[Position annotation records]

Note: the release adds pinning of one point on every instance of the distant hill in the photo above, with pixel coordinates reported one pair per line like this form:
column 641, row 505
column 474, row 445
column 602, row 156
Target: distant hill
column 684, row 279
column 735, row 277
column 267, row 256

Exercise: Give every line of the rows above as a JSON list of strings, one string per line, with blank lines omitted.

Result:
[
  "Note: the release adds pinning of one point on every instance of the distant hill in the photo above, with pixel coordinates reported one pair per line like this form:",
  "column 641, row 505",
  "column 474, row 445",
  "column 602, row 156",
  "Target: distant hill",
  "column 684, row 279",
  "column 735, row 277",
  "column 267, row 256"
]